▶ _WHAT YOU NEED TO DO_
Reproduce the line that contains "For the evaluation set, locate every instance of the curly" and every line after it through the end of the records, exactly, with nothing added.

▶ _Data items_
::::::::::

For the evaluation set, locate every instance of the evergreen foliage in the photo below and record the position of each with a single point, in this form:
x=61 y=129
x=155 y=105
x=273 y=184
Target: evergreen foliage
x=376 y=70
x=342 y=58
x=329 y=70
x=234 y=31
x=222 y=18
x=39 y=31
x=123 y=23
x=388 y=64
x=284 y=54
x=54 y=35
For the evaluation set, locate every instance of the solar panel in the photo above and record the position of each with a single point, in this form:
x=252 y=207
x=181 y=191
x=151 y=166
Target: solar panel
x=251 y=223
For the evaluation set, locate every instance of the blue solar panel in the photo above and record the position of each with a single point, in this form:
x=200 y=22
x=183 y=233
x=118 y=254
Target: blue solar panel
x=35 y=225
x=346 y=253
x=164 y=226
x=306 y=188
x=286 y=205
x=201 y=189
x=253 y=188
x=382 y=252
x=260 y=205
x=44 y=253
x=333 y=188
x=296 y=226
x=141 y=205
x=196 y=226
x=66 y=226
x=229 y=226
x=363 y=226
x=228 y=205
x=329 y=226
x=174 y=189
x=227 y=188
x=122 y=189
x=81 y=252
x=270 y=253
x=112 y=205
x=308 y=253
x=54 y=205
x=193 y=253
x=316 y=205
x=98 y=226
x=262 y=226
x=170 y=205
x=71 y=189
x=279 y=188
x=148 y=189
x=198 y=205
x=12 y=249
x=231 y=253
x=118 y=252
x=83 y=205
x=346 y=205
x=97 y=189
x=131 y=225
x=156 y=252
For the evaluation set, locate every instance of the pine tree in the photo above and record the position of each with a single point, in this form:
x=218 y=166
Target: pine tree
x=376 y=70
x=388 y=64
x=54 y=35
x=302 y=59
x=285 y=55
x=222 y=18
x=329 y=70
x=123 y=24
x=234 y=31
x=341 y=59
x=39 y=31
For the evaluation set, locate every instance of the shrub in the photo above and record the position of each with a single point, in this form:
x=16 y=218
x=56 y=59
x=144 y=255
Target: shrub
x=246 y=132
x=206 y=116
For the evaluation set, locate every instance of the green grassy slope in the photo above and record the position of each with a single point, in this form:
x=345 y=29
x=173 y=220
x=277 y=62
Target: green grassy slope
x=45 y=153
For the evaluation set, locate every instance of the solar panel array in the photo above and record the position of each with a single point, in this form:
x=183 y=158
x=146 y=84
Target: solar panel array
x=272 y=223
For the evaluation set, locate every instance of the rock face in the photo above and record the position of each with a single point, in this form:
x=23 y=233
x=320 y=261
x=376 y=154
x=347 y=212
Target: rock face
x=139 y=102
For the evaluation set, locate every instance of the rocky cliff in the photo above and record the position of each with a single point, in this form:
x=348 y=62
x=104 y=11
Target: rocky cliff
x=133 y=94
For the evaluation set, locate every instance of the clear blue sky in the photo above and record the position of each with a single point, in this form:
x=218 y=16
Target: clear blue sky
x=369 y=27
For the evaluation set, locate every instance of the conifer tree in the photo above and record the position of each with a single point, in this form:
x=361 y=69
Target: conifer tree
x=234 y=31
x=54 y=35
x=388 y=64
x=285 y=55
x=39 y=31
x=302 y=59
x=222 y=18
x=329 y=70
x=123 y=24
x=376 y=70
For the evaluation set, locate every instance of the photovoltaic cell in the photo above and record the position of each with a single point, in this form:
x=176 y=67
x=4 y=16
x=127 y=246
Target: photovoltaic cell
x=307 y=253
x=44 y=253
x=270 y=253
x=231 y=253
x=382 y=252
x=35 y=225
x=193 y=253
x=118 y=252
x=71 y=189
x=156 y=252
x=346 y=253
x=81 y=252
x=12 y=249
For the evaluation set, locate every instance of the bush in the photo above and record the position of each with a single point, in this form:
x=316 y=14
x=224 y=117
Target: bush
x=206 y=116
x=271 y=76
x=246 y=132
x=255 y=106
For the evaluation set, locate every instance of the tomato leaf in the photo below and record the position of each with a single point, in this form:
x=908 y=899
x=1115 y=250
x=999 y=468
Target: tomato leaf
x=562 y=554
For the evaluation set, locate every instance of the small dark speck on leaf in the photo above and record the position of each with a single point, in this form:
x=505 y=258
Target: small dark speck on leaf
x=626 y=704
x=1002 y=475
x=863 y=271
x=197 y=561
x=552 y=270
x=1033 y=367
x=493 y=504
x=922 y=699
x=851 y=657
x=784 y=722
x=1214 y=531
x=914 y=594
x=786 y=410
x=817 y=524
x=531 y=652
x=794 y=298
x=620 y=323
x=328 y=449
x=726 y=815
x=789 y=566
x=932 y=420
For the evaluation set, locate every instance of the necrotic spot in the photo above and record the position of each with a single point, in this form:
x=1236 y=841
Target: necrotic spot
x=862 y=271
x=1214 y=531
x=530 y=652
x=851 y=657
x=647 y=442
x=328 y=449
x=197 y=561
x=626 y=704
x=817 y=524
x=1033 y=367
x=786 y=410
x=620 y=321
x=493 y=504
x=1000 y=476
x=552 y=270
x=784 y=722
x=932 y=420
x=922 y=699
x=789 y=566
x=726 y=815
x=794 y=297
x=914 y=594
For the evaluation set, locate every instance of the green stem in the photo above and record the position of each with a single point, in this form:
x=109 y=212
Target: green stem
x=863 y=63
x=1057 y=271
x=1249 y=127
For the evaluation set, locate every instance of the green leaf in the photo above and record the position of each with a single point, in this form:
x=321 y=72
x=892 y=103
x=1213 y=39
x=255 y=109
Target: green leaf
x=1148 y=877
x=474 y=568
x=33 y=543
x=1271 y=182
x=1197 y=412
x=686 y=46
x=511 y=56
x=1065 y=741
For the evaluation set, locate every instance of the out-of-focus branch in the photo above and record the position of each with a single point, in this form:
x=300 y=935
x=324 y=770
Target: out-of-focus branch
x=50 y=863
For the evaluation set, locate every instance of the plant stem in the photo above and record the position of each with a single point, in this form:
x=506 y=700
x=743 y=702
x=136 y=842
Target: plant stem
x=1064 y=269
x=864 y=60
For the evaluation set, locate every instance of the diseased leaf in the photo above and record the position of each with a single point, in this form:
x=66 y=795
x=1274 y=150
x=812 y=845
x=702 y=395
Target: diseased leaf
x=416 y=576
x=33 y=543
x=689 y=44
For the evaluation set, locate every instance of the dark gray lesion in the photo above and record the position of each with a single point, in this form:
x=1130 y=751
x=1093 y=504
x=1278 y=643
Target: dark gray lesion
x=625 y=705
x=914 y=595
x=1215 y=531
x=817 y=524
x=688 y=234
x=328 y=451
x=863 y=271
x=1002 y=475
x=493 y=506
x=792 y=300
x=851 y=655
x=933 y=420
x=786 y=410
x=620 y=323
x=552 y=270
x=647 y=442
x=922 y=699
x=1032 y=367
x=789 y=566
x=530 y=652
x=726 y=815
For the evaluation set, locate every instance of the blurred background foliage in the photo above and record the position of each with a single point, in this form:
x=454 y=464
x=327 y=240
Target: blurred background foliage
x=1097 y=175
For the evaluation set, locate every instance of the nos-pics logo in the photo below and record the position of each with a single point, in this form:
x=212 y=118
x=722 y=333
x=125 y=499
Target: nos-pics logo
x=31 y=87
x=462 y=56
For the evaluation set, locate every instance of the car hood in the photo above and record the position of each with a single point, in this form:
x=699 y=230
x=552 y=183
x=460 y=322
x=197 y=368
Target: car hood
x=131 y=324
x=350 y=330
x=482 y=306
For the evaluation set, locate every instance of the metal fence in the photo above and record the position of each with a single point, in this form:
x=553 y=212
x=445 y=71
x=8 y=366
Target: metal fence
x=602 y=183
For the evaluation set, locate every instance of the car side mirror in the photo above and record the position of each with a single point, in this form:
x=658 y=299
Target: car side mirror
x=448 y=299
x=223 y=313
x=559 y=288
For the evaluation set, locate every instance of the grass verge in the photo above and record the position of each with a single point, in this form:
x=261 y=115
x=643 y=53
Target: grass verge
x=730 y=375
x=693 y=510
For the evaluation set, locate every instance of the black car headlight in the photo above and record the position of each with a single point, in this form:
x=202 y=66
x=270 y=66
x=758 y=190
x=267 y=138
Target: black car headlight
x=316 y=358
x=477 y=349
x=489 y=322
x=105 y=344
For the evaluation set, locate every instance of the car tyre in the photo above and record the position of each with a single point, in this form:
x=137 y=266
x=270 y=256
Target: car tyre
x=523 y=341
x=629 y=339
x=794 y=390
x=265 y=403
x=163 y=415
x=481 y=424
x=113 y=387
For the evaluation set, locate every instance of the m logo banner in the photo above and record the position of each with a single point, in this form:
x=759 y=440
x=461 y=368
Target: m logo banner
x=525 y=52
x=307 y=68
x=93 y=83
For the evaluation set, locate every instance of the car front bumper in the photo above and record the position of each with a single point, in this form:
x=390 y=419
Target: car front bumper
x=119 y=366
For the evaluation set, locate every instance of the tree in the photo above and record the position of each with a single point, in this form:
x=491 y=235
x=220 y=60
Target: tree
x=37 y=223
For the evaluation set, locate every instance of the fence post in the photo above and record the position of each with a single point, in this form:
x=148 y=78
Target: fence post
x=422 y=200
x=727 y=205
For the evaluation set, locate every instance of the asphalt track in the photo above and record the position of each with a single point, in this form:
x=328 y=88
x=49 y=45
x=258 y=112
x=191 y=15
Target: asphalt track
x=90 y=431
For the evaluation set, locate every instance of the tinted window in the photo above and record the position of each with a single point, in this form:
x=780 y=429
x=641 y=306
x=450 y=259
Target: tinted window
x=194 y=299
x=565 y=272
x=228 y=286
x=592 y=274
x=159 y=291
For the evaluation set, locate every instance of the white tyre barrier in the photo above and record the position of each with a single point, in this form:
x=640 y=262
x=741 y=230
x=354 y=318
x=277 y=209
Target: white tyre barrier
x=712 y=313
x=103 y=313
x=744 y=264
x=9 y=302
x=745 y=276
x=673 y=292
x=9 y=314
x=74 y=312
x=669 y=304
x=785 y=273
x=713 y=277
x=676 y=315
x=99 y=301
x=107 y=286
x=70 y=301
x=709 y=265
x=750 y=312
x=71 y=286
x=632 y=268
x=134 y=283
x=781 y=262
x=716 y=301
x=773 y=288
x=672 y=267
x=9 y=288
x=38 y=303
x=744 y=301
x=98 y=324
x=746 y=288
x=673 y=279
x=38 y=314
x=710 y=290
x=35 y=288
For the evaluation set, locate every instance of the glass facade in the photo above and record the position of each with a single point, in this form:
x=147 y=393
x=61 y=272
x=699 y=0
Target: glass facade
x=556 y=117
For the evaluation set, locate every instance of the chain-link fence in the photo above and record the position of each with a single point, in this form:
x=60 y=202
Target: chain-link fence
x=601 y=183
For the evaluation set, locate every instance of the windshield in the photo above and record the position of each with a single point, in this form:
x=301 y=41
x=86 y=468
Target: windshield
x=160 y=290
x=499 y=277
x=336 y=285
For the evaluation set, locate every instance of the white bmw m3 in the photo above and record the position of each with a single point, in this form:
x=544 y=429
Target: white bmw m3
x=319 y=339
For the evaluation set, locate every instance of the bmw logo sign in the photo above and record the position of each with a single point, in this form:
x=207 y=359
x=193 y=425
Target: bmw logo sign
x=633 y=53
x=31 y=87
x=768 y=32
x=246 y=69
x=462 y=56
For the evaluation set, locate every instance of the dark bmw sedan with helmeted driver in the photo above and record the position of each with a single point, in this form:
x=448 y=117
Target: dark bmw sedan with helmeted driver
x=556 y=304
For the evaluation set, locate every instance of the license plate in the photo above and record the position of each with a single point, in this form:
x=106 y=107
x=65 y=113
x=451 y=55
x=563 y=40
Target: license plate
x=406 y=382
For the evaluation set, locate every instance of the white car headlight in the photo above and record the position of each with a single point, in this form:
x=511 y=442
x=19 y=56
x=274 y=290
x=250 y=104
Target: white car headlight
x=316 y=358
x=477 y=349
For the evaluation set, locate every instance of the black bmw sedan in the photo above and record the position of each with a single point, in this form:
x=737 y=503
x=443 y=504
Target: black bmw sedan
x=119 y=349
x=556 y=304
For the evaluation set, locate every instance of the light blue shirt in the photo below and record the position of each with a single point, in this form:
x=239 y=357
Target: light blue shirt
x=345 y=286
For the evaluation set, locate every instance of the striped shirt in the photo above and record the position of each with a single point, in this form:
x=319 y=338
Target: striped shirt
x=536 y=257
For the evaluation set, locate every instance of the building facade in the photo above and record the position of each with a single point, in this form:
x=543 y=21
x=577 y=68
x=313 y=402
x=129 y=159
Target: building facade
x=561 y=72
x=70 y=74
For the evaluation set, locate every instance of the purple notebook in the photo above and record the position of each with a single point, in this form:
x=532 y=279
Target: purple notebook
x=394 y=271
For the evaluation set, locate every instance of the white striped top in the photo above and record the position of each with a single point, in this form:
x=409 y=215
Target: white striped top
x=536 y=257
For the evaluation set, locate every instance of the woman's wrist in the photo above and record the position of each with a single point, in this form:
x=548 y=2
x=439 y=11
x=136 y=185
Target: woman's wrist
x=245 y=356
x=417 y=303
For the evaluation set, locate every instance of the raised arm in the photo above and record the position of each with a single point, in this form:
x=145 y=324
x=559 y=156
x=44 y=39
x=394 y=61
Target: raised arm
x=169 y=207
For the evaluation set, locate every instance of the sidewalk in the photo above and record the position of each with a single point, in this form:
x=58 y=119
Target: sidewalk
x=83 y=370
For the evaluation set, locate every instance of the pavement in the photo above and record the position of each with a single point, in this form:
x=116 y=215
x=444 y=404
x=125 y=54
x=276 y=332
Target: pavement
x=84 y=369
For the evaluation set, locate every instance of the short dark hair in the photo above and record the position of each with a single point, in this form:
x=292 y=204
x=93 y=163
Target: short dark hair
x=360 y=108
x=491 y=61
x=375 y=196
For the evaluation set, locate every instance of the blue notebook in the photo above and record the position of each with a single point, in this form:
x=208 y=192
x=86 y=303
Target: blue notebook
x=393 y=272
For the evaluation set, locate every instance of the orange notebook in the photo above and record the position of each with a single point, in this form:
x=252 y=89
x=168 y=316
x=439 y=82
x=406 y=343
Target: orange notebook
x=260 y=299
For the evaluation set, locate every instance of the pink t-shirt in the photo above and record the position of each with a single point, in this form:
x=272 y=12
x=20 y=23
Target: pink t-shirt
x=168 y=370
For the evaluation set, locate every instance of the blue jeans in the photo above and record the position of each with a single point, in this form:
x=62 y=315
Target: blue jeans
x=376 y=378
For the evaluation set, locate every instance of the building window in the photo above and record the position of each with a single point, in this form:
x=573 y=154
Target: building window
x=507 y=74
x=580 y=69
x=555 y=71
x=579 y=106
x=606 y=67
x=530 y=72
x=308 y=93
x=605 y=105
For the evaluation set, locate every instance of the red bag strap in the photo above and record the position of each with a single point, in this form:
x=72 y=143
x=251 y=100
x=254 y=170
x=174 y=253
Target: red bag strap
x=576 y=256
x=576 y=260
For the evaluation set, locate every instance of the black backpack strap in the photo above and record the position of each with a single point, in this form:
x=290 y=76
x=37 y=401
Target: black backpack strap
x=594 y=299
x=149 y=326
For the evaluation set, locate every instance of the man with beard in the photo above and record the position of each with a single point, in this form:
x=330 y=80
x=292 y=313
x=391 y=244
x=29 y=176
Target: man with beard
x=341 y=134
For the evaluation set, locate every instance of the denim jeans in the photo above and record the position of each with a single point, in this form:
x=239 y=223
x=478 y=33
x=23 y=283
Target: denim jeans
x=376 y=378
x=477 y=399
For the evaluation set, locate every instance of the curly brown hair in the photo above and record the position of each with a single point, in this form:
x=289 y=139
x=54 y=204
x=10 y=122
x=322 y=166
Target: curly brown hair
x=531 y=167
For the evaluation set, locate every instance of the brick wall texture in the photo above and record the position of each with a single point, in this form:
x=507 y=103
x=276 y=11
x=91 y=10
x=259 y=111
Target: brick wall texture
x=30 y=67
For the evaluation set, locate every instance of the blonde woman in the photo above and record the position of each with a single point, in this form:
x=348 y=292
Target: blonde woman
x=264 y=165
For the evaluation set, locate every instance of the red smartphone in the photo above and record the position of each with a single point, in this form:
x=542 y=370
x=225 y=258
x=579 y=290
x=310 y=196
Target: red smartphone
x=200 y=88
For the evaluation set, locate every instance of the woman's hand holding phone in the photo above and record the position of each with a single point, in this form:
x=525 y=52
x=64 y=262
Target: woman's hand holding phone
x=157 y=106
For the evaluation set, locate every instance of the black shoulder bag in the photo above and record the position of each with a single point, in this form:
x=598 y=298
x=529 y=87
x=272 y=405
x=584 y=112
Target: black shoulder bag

::::::::::

▶ _WRITTEN SOLUTION_
For the evaluation set, locate every instance of the curly brown hair in the photo above and record the position of each with a single point, in this form:
x=289 y=139
x=54 y=204
x=10 y=122
x=322 y=166
Target: curly brown hair
x=531 y=167
For the evaluation set, locate every instance of the brick wall texture in the photo above and record the position of each with a single point, in this form:
x=507 y=103
x=276 y=11
x=91 y=10
x=259 y=111
Target: brick wall texture
x=30 y=67
For the evaluation set, locate every instance of the blonde woman in the photo above and record the position of each with a single point, in this form:
x=348 y=292
Target: blonde woman
x=264 y=165
For the evaluation set, locate every instance of the red smartphone in the photo above and record the position of each with a single point, in this form:
x=542 y=370
x=225 y=258
x=579 y=290
x=310 y=196
Target: red smartphone
x=200 y=88
For the evaluation set, locate every instance of the woman's hand holding phone in the photo above and record the position of each with a single point, in this form:
x=525 y=52
x=64 y=262
Target: woman's hand holding phone
x=157 y=106
For the evaluation set, locate every instance of the black shoulder bag in the photo above and record the position of each with a single point, in this form:
x=598 y=298
x=529 y=87
x=272 y=405
x=584 y=112
Target: black shoulder bag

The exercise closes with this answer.